Exercise – Each line of the listing that holds "black" counts once; report how many there are, and nothing more.

Entries provided –
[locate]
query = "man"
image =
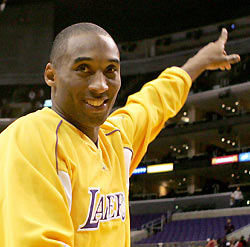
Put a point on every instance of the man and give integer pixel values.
(64, 172)
(237, 198)
(229, 227)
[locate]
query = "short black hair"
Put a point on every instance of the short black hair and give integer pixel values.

Output of the task – 2